**The task**:
Which lines in the items below contain the word "white"? Pick out every such line and copy it in full.

**Data lines**:
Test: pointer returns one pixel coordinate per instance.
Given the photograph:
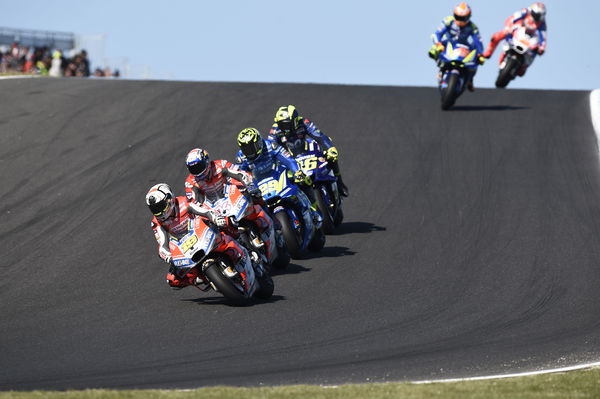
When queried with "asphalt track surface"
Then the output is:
(471, 244)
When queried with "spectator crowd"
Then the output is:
(43, 61)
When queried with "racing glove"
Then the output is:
(301, 177)
(253, 190)
(165, 255)
(332, 154)
(216, 218)
(435, 50)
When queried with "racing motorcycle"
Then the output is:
(309, 156)
(209, 251)
(283, 198)
(518, 51)
(236, 207)
(454, 62)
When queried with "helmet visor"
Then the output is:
(198, 168)
(462, 18)
(160, 207)
(251, 150)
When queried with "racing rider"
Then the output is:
(533, 18)
(207, 180)
(171, 217)
(258, 155)
(290, 125)
(458, 28)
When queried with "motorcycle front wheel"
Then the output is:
(507, 73)
(449, 94)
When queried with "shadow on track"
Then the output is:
(292, 268)
(485, 108)
(219, 300)
(330, 252)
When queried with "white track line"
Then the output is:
(19, 77)
(524, 374)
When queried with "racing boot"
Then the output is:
(317, 217)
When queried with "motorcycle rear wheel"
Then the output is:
(224, 285)
(449, 95)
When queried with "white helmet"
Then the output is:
(538, 12)
(160, 201)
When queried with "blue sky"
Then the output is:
(382, 42)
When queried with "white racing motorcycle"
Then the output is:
(518, 52)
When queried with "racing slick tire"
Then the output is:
(224, 285)
(292, 240)
(506, 74)
(449, 94)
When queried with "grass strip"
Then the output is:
(574, 384)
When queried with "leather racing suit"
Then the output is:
(177, 225)
(467, 35)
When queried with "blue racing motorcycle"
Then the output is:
(310, 157)
(456, 63)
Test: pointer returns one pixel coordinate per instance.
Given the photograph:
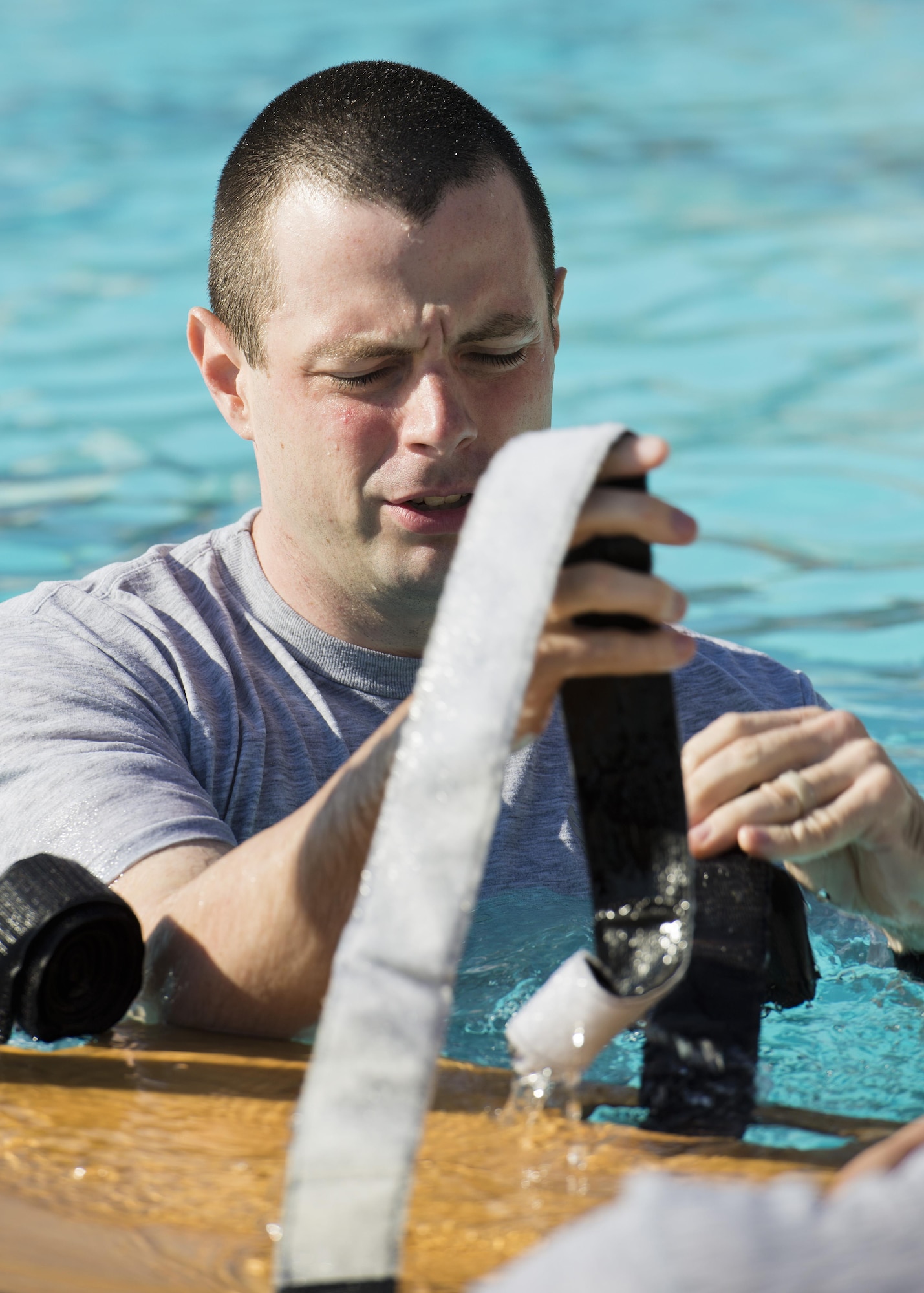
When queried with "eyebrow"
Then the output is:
(356, 350)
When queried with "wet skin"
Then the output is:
(399, 359)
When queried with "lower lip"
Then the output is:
(446, 520)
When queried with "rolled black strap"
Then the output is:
(72, 951)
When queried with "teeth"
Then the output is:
(436, 501)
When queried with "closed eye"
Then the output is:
(499, 361)
(360, 381)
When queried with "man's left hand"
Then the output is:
(811, 788)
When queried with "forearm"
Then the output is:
(248, 945)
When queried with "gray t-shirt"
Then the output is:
(178, 698)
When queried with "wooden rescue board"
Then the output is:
(155, 1162)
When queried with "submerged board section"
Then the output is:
(155, 1160)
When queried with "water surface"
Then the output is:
(738, 192)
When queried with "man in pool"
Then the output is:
(210, 726)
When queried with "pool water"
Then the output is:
(738, 192)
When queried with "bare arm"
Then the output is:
(810, 788)
(241, 941)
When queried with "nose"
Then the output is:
(435, 418)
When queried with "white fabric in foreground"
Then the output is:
(667, 1234)
(359, 1118)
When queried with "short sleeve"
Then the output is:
(92, 747)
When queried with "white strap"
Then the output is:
(360, 1114)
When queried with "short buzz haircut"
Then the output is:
(376, 133)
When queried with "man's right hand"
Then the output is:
(567, 651)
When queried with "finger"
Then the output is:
(594, 586)
(597, 652)
(826, 829)
(883, 1157)
(594, 652)
(761, 757)
(782, 801)
(733, 727)
(633, 456)
(616, 511)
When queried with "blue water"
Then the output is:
(738, 191)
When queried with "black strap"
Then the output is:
(387, 1286)
(910, 964)
(751, 942)
(70, 951)
(623, 734)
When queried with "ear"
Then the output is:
(223, 367)
(561, 275)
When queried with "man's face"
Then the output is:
(402, 359)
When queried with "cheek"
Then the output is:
(519, 403)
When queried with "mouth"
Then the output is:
(431, 514)
(436, 502)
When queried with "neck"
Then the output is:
(396, 624)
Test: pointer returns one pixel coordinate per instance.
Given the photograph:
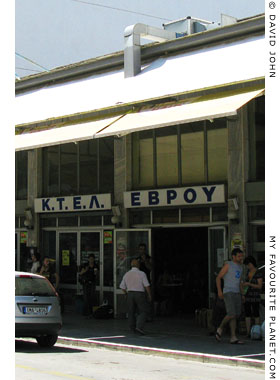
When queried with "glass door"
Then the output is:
(67, 259)
(90, 244)
(126, 243)
(217, 255)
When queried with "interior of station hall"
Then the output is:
(189, 190)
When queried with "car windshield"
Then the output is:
(33, 286)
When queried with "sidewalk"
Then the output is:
(176, 337)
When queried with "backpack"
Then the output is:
(104, 312)
(256, 332)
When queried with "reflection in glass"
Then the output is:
(217, 154)
(50, 169)
(143, 157)
(68, 172)
(192, 156)
(90, 244)
(68, 258)
(88, 166)
(167, 156)
(106, 165)
(21, 175)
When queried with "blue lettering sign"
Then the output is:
(171, 195)
(77, 203)
(93, 201)
(45, 204)
(153, 198)
(209, 193)
(135, 199)
(60, 201)
(192, 197)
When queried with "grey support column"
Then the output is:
(34, 190)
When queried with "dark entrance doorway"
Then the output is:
(180, 257)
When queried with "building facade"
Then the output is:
(172, 161)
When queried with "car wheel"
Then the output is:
(46, 340)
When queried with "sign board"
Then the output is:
(93, 202)
(183, 196)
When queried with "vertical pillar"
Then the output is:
(122, 173)
(236, 176)
(33, 191)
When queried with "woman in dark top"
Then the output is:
(88, 276)
(251, 290)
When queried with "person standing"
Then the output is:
(251, 290)
(35, 257)
(231, 293)
(135, 283)
(88, 275)
(47, 270)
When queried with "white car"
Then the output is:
(37, 309)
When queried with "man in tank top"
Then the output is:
(231, 294)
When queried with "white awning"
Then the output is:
(211, 66)
(61, 135)
(203, 108)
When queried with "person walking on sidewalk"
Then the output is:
(231, 273)
(88, 277)
(252, 292)
(135, 284)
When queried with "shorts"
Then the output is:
(233, 304)
(252, 309)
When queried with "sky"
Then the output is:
(53, 33)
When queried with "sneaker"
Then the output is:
(139, 331)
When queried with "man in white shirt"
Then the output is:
(134, 284)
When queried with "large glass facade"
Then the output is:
(21, 175)
(256, 110)
(143, 158)
(71, 169)
(167, 156)
(194, 153)
(217, 151)
(68, 169)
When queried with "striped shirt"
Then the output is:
(134, 281)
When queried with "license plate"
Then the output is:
(35, 310)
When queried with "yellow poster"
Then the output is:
(23, 237)
(237, 241)
(66, 258)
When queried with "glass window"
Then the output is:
(68, 169)
(143, 159)
(108, 258)
(48, 222)
(107, 220)
(68, 221)
(88, 166)
(51, 170)
(192, 153)
(217, 152)
(167, 156)
(165, 216)
(68, 258)
(219, 214)
(49, 244)
(256, 109)
(90, 220)
(189, 215)
(21, 175)
(106, 165)
(140, 217)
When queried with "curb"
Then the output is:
(192, 356)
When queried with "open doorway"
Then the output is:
(180, 278)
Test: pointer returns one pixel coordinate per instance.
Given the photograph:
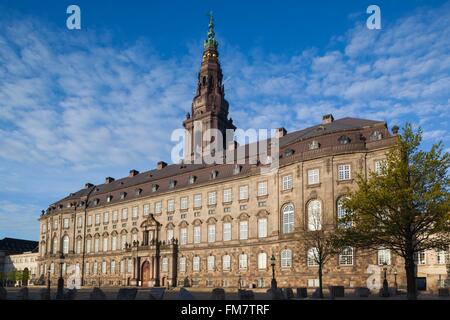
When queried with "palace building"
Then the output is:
(218, 225)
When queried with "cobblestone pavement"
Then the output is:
(199, 294)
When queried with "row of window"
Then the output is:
(344, 173)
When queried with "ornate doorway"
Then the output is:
(146, 274)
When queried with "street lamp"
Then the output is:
(272, 263)
(385, 290)
(395, 280)
(60, 291)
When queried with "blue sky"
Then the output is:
(77, 106)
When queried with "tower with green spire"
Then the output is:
(209, 105)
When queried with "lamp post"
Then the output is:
(274, 281)
(60, 291)
(395, 280)
(385, 289)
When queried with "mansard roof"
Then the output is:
(14, 246)
(326, 134)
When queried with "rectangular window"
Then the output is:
(130, 265)
(96, 245)
(105, 217)
(124, 213)
(226, 263)
(211, 233)
(384, 256)
(226, 231)
(170, 205)
(196, 264)
(242, 261)
(135, 212)
(197, 234)
(115, 216)
(210, 263)
(243, 230)
(227, 195)
(212, 198)
(262, 188)
(344, 172)
(420, 258)
(158, 207)
(346, 257)
(123, 241)
(243, 192)
(197, 201)
(183, 236)
(287, 182)
(313, 176)
(88, 245)
(184, 203)
(379, 165)
(440, 256)
(169, 234)
(146, 209)
(262, 227)
(183, 264)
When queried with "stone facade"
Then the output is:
(219, 225)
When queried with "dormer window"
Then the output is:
(376, 135)
(172, 184)
(288, 152)
(192, 179)
(214, 174)
(313, 145)
(344, 140)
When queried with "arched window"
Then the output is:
(182, 264)
(196, 264)
(288, 218)
(314, 215)
(243, 261)
(286, 258)
(313, 257)
(226, 262)
(114, 242)
(211, 263)
(342, 214)
(55, 245)
(346, 257)
(66, 244)
(262, 260)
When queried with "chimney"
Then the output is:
(328, 118)
(133, 173)
(161, 165)
(281, 132)
(232, 145)
(109, 180)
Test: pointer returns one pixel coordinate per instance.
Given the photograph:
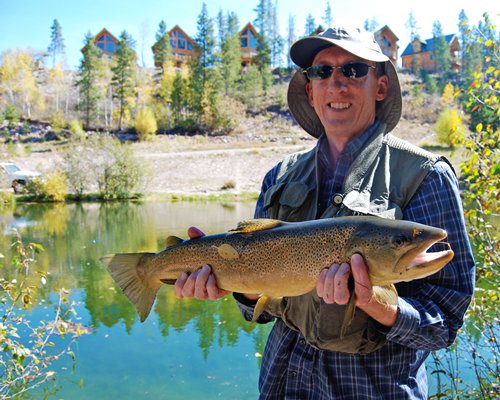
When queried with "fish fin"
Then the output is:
(386, 294)
(260, 306)
(256, 225)
(227, 252)
(124, 270)
(172, 241)
(349, 314)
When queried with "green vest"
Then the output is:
(382, 180)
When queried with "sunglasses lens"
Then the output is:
(355, 70)
(319, 72)
(351, 70)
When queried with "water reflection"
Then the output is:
(75, 236)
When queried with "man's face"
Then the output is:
(345, 106)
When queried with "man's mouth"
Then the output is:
(339, 106)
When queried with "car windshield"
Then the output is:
(11, 168)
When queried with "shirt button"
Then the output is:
(337, 199)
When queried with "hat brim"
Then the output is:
(304, 50)
(388, 111)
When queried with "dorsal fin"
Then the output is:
(172, 241)
(256, 225)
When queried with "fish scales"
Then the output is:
(277, 259)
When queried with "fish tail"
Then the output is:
(126, 270)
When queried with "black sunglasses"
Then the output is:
(349, 70)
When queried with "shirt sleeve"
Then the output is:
(431, 310)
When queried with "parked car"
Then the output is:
(16, 177)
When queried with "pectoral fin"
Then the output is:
(255, 225)
(386, 294)
(260, 307)
(172, 241)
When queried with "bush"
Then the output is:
(104, 163)
(57, 121)
(54, 187)
(28, 351)
(145, 124)
(76, 128)
(7, 201)
(12, 115)
(449, 127)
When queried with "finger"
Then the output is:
(194, 232)
(329, 286)
(320, 285)
(188, 289)
(179, 284)
(214, 292)
(200, 288)
(342, 293)
(362, 283)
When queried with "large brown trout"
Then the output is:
(278, 259)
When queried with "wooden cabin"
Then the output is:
(106, 43)
(388, 42)
(248, 44)
(183, 47)
(419, 54)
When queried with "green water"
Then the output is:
(186, 349)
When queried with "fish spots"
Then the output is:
(227, 252)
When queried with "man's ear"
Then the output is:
(309, 93)
(382, 87)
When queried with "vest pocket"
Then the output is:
(285, 200)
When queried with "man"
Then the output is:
(347, 94)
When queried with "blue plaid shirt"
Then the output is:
(431, 310)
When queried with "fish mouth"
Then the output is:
(427, 263)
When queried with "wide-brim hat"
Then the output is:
(355, 41)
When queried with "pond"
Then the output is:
(186, 349)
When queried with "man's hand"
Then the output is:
(332, 286)
(201, 284)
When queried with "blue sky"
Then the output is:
(26, 23)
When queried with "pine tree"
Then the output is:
(123, 79)
(327, 17)
(230, 54)
(162, 48)
(411, 24)
(441, 50)
(87, 80)
(291, 38)
(56, 46)
(204, 81)
(276, 41)
(310, 25)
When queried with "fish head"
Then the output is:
(397, 251)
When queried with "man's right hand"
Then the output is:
(201, 284)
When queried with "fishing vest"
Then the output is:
(381, 181)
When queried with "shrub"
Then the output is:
(28, 350)
(12, 115)
(145, 123)
(57, 121)
(76, 128)
(54, 187)
(104, 163)
(449, 127)
(7, 201)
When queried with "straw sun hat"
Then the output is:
(356, 41)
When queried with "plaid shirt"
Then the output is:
(431, 310)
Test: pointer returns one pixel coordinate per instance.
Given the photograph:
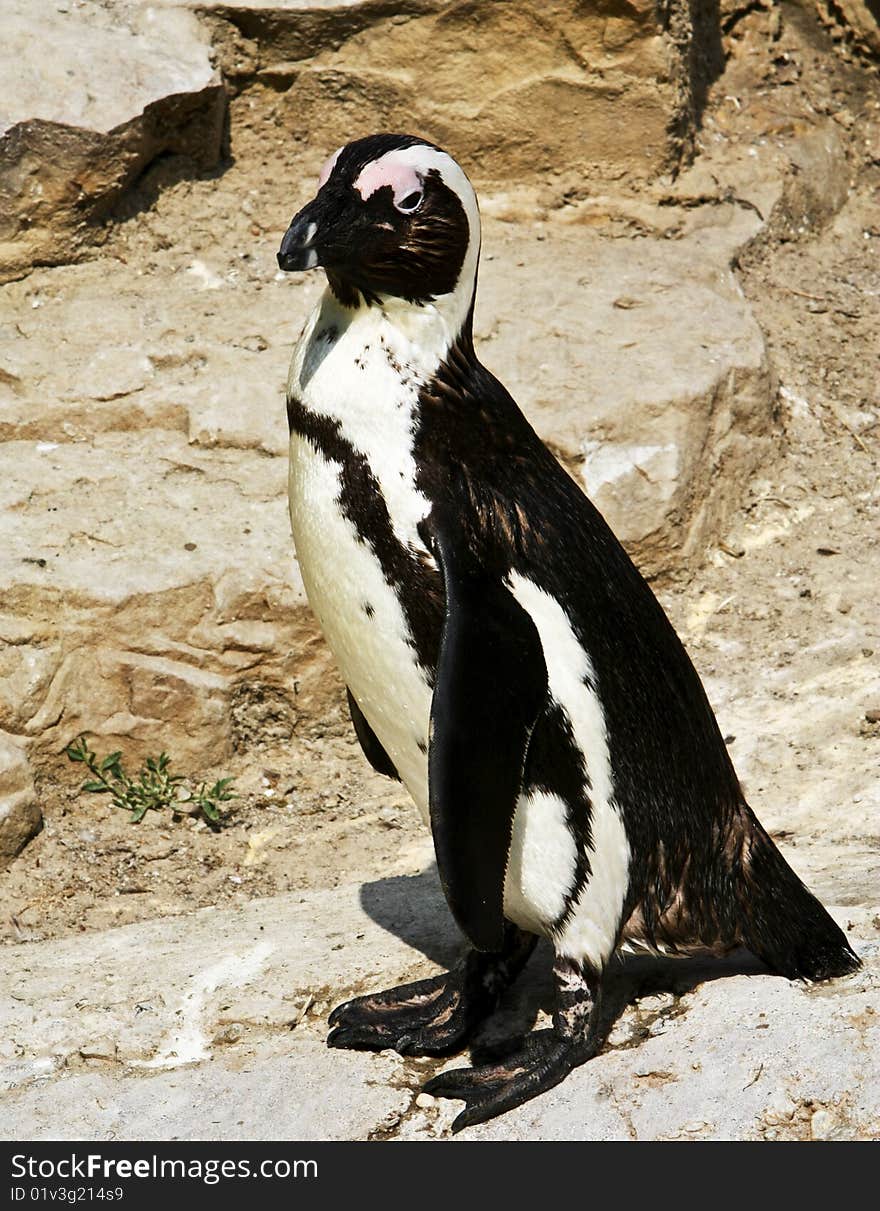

**Answer to this exercise**:
When queried with "white track line"
When queried with "white helmet"
When queried with "white racing motorcycle"
When queried with "white fabric in foreground"
When queried with "white strap"
When queried with "white car"
When queried with "white awning"
When queried with "man in white shirt"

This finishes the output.